— begin Records shown —

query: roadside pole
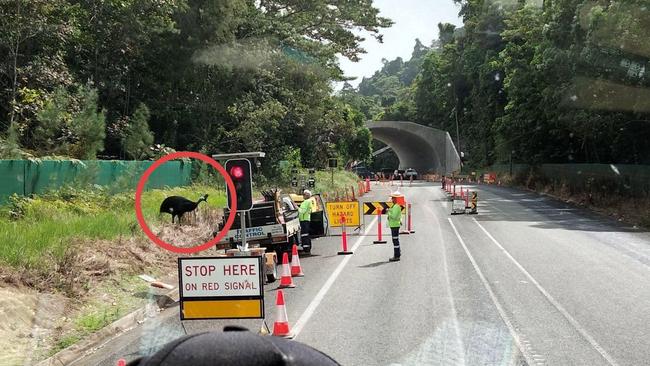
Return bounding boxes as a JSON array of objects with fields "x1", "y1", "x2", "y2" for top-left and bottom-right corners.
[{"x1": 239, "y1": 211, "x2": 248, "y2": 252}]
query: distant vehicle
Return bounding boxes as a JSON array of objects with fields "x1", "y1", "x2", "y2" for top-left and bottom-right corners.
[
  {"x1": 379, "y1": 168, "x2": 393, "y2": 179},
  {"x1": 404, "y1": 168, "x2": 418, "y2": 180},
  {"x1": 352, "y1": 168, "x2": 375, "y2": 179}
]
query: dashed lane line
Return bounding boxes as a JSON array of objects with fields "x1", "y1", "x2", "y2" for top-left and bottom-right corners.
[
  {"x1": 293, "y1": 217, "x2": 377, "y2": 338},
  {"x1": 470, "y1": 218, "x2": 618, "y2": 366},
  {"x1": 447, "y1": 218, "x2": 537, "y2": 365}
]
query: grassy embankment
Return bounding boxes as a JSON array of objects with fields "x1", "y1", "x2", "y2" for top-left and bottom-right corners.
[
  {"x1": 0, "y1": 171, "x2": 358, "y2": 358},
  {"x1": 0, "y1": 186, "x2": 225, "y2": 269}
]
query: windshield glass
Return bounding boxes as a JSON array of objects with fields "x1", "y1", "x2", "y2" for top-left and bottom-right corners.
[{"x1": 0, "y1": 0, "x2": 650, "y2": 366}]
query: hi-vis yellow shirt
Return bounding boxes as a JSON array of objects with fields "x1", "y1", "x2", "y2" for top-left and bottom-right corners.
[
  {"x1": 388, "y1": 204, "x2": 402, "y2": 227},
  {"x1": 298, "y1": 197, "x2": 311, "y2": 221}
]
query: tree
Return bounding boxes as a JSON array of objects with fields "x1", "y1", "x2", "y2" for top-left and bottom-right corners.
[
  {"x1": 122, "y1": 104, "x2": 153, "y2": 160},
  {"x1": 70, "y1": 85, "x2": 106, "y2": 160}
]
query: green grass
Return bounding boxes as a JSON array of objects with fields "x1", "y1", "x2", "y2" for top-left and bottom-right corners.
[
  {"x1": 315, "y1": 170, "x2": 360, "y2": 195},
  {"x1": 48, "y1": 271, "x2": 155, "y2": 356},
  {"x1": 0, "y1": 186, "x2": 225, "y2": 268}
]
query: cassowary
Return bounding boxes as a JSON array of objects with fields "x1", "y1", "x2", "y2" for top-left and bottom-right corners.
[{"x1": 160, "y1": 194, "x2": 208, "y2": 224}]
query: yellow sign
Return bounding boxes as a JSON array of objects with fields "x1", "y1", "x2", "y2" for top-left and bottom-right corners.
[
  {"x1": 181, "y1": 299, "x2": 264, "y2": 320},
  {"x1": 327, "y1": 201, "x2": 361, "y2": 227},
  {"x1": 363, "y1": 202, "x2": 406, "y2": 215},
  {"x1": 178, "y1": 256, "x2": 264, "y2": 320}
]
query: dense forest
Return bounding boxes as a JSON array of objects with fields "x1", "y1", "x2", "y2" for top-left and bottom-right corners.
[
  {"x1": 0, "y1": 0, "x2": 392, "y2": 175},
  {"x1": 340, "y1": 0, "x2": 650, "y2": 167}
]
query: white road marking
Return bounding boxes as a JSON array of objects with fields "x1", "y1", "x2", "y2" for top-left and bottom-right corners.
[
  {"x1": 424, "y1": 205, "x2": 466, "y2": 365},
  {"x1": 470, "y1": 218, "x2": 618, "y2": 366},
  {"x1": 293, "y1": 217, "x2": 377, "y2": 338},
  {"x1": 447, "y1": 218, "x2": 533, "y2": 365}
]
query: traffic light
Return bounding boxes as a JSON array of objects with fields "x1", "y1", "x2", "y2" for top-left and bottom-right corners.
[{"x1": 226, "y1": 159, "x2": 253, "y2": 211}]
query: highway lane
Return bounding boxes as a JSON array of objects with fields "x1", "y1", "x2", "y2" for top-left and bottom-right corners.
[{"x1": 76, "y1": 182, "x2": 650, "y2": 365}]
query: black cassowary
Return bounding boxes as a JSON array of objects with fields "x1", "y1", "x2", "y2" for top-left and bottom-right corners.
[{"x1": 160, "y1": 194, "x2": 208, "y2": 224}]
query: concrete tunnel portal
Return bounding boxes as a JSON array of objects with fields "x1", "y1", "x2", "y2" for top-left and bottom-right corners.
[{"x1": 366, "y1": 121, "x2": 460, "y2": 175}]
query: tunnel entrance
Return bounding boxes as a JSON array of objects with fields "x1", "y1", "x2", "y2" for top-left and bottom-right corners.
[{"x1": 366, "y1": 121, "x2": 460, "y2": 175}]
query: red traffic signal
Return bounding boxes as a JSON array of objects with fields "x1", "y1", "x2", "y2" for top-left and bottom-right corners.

— end Records shown —

Direction: Make an exact copy of all the material, but keep the pictures out of it.

Task response:
query: roadside pole
Return bounding boxes as a JSON array of objects with fields "x1", "y1", "x2", "y2" for top-left and bottom-right corners.
[{"x1": 239, "y1": 211, "x2": 248, "y2": 252}]
query: distant vehicle
Return bounding boxes as a JSON array of objects with fields "x1", "y1", "x2", "y2" for top-left and bottom-right corners.
[
  {"x1": 379, "y1": 168, "x2": 393, "y2": 179},
  {"x1": 404, "y1": 168, "x2": 418, "y2": 180},
  {"x1": 352, "y1": 168, "x2": 375, "y2": 179}
]
query: dashed lane line
Return bounding boxes as a JSON array of objects with fields "x1", "y1", "x2", "y2" for top-left and bottom-right corners.
[
  {"x1": 293, "y1": 217, "x2": 377, "y2": 338},
  {"x1": 470, "y1": 218, "x2": 618, "y2": 366},
  {"x1": 447, "y1": 218, "x2": 537, "y2": 365}
]
query: grassy embankment
Return bounding boxes as a JSON array of objects with fields "x1", "y1", "x2", "y2" for top-left and bottom-right corners.
[
  {"x1": 0, "y1": 171, "x2": 358, "y2": 358},
  {"x1": 0, "y1": 186, "x2": 225, "y2": 269}
]
query: windshield glass
Return bounding boxes as a JSON array of objects with fields "x1", "y1", "x2", "y2" for top-left and bottom-right corners.
[{"x1": 0, "y1": 0, "x2": 650, "y2": 366}]
query: hi-vis yellow shirt
Return bounding boxes as a JSON array of objects with fields "x1", "y1", "x2", "y2" for top-left and bottom-right corners.
[
  {"x1": 388, "y1": 204, "x2": 402, "y2": 227},
  {"x1": 298, "y1": 197, "x2": 311, "y2": 221}
]
query: tree
Return bounding boxes as a JSON array of objects with fields "x1", "y1", "x2", "y2" for top-left and bottom-right corners.
[
  {"x1": 122, "y1": 104, "x2": 153, "y2": 160},
  {"x1": 70, "y1": 85, "x2": 106, "y2": 160}
]
query: green grass
Return bounding boxes as a JSON array of objects with fields "x1", "y1", "x2", "y2" for top-left and bottom-right corners.
[
  {"x1": 315, "y1": 170, "x2": 360, "y2": 195},
  {"x1": 48, "y1": 271, "x2": 155, "y2": 356},
  {"x1": 0, "y1": 186, "x2": 225, "y2": 268}
]
query: cassowary
Return bounding boxes as a JSON array of objects with fields "x1", "y1", "x2", "y2" for top-left and bottom-right corners.
[{"x1": 160, "y1": 194, "x2": 208, "y2": 224}]
query: yellow sign
Return bounding boxes as a JSON array of objects with fields "x1", "y1", "x2", "y2" for top-left and bottom-right corners.
[
  {"x1": 181, "y1": 299, "x2": 264, "y2": 320},
  {"x1": 327, "y1": 201, "x2": 361, "y2": 227},
  {"x1": 363, "y1": 202, "x2": 406, "y2": 215},
  {"x1": 178, "y1": 256, "x2": 264, "y2": 320}
]
query: dense forest
Return bounding boxes as a JSON array of objects with fields "x1", "y1", "x2", "y2" for top-left and bottom-right corners.
[
  {"x1": 0, "y1": 0, "x2": 392, "y2": 175},
  {"x1": 340, "y1": 0, "x2": 650, "y2": 167}
]
query: white road marking
Return bounding boxes as a JSON array of objects with fields "x1", "y1", "x2", "y2" for top-left and bottom-right corners.
[
  {"x1": 424, "y1": 205, "x2": 466, "y2": 365},
  {"x1": 470, "y1": 218, "x2": 618, "y2": 366},
  {"x1": 293, "y1": 217, "x2": 377, "y2": 338},
  {"x1": 447, "y1": 218, "x2": 533, "y2": 365}
]
query: traffic light
Return bounding boxes as a JSON array of objects with fields "x1", "y1", "x2", "y2" for top-left and bottom-right corners.
[{"x1": 226, "y1": 159, "x2": 253, "y2": 211}]
query: highway lane
Return bounding boxes as a JSON array of objects with fields "x1", "y1", "x2", "y2" for top-left and bottom-right corners.
[{"x1": 76, "y1": 182, "x2": 650, "y2": 365}]
query: black cassowary
Return bounding boxes as a JSON array of objects with fields "x1", "y1", "x2", "y2" for top-left and bottom-right corners.
[{"x1": 160, "y1": 194, "x2": 208, "y2": 224}]
query: concrete tunnel portal
Return bounding boxes as a JSON array of objects with fields "x1", "y1", "x2", "y2" for top-left and bottom-right corners.
[{"x1": 366, "y1": 121, "x2": 460, "y2": 175}]
query: tunnel entrance
Return bounding boxes as a JSON array of objects with fields "x1", "y1", "x2", "y2" for top-left and bottom-right corners.
[{"x1": 366, "y1": 121, "x2": 460, "y2": 175}]
query: red traffic signal
Return bounding boxes as a JSON array of objects with fields "x1", "y1", "x2", "y2" for top-left and bottom-right corners.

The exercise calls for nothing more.